(PROBLEM REQUIREMENTS)
Leaving the pictures out, transcribe the records below exactly.

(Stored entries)
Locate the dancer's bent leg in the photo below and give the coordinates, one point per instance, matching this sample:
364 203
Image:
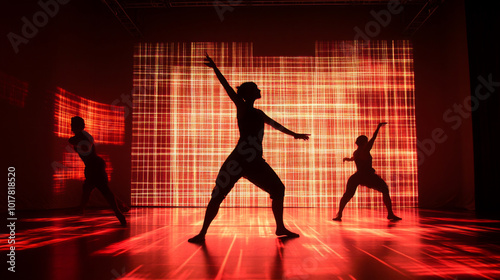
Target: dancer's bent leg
264 177
223 184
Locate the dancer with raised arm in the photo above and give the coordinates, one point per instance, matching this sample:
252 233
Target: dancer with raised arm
246 159
366 176
95 167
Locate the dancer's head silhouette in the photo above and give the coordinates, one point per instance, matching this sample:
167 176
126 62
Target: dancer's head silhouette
361 140
77 124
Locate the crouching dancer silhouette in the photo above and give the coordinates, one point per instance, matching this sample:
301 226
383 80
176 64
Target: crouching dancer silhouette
246 159
95 167
365 175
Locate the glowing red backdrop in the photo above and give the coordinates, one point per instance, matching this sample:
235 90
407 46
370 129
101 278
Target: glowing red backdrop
184 125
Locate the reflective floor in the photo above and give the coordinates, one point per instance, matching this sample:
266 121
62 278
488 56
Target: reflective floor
241 245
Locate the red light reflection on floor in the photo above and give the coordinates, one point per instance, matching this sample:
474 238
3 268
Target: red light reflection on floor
241 245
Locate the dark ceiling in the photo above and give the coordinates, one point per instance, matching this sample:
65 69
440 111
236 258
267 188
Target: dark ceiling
123 9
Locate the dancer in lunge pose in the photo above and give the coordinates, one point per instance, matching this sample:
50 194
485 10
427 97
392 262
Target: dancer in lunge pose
365 175
95 168
246 159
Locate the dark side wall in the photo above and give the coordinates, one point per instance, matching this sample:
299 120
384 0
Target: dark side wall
84 50
446 173
483 26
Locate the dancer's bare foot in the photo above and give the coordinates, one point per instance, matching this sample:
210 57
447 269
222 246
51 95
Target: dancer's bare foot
285 232
393 218
200 238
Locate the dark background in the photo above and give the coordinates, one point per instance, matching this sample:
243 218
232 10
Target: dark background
85 50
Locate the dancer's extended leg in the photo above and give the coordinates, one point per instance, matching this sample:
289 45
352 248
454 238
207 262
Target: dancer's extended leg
210 214
380 185
281 230
388 205
110 198
352 185
86 191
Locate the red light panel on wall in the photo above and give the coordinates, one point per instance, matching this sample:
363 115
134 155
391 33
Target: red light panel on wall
184 124
103 121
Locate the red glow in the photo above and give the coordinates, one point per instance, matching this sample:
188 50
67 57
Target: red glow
184 124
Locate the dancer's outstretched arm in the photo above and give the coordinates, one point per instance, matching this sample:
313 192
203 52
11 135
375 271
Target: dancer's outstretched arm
283 129
370 143
230 91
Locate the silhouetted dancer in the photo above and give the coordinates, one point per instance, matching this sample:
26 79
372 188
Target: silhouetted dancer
246 159
95 167
365 175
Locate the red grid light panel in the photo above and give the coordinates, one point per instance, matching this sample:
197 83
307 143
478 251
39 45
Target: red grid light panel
184 124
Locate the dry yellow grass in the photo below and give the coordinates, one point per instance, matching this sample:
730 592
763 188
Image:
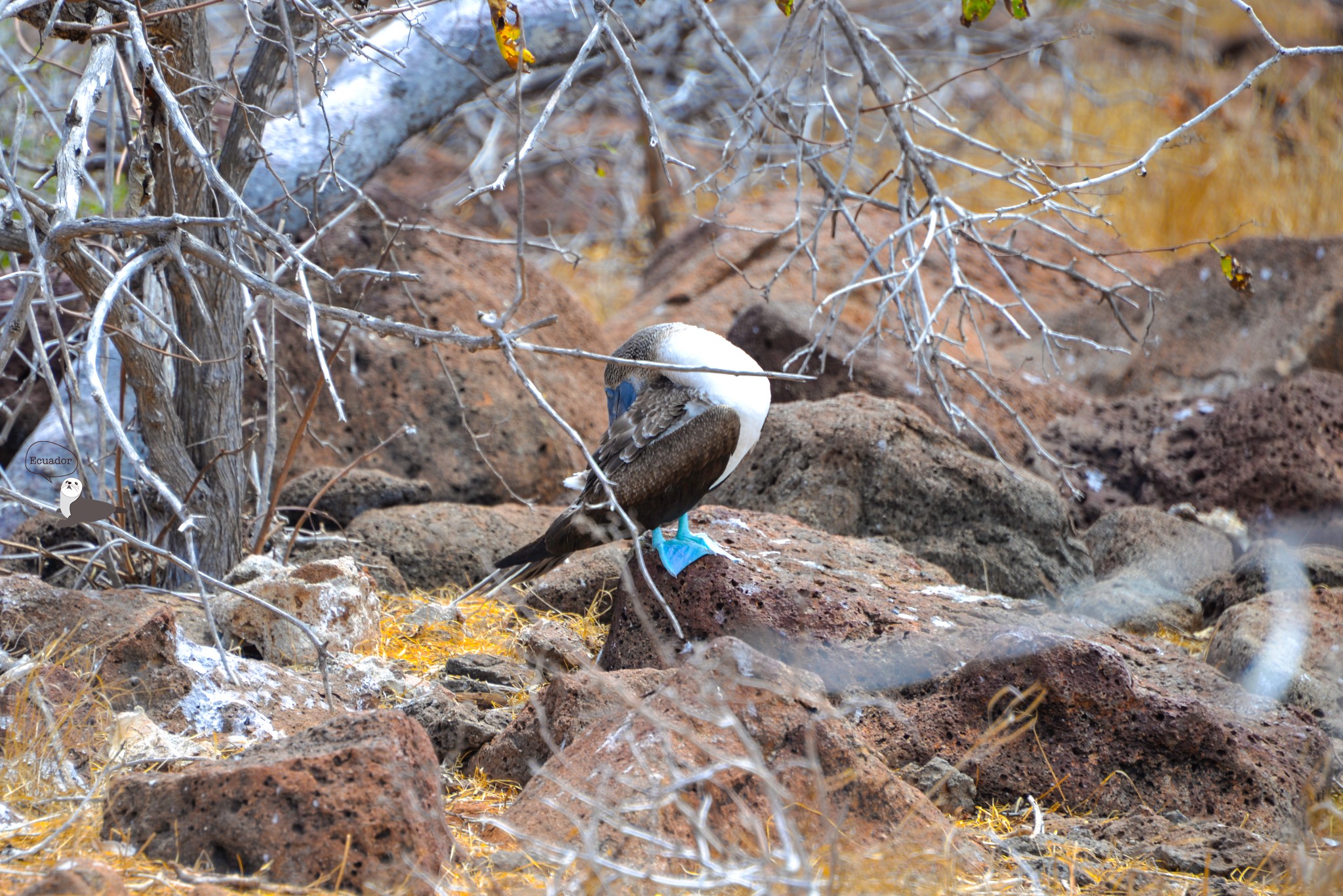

(EXERCISE ANSWER)
Locate the dancer's bent leg in the photo below and give the coordinates, one point per instance, matching this sample:
364 203
Image:
Target: dancer's bent leg
264 177
223 184
Locate the dancer with raised arm in the photo above and give the coordinates, one point per instance, matching this sample:
252 233
Target: dancer with raised arm
246 159
366 176
95 167
Locate the dancer's head silhouette in the photo above and give the coordinates, one point per instance, matching this sample:
167 176
126 62
Target: dancer's head silhouette
361 140
77 124
Locate the crouching dancer silhouette in the photo above and give the coordinates, one point per instance, matching this sample:
301 226
383 80
176 64
Target: crouching dancer silhouette
246 159
95 167
365 175
Locate the glowing red backdrop in the photo above and give the coordinates, one point per instance, matching this sample:
235 90
407 46
370 129
101 278
Target: glowing red backdrop
184 125
Locate the reflective floor in the photo above and give the coordinates, one point per instance, matching this sample:
266 121
62 278
488 56
Target: reflective floor
241 245
Locate the red light reflection on floor in the photo above and give the coordinates, one point per instance, matching this sample:
474 238
3 268
Target: red light reflection on floor
241 245
Locate the dark ceiling in the photo above and give the coordinates, one point per instance, matching this sample:
65 69
440 111
236 258
267 188
Target: dark ceiling
123 9
Locate the dancer in lunge pose in the photo above and give the coordinates, one point per instance, matching this sample:
50 194
485 10
427 97
392 262
Target: dancer in lunge pose
365 175
95 168
246 159
Locate the dark side wall in the photo above and give the coordinates, one point per instance, matching this sample:
299 120
384 0
Target: dark side wall
84 50
446 173
483 26
Locate the dancer's bare foot in the photo above and give the coordinates, one point per instance, matching this sample:
210 57
447 269
222 246
51 95
Target: dancer's bare foot
285 232
393 218
200 238
Locate the dark background in the photo above and give the coordinates, one point per instance, matching this sample:
243 218
232 10
Target: dark background
85 50
Locate the dancer's extended leg in the photo above and give the coordinates, one point per instance, matching this sample:
289 45
352 248
454 238
207 262
Target: dancer's extended leg
210 214
380 185
281 230
388 205
110 198
352 185
86 191
Locate the red light panel on wall in the photo above and give the coordinates, one point per instance, matching this sample:
363 115
134 155
391 33
Target: red light panel on wall
184 124
103 121
Locate the red glow in the photo above and give the coordinates, one point per instance, matching this sample:
188 50
67 57
Target: red glow
184 124
Locate the dancer's outstretched arm in the photo above and give the coordinates, one point per instance, matching this sample:
313 192
203 52
11 135
375 271
Target: dancer's outstretched arm
283 129
370 143
230 91
Locate the silhouetted dancer in the photo above and give the coordinates, one point per instance, matching this sample:
26 79
372 188
Target: silhouetted dancer
246 159
95 167
365 175
Locate the red grid light panel in the photo above and give the coordinates, one point per instance, matching this sample:
197 83
307 143
478 251
39 45
Target: red grid light panel
184 124
Locate the dry yellow grass in the photo below and give the coordinates, one point per instance, matching this sample:
730 592
763 188
Image:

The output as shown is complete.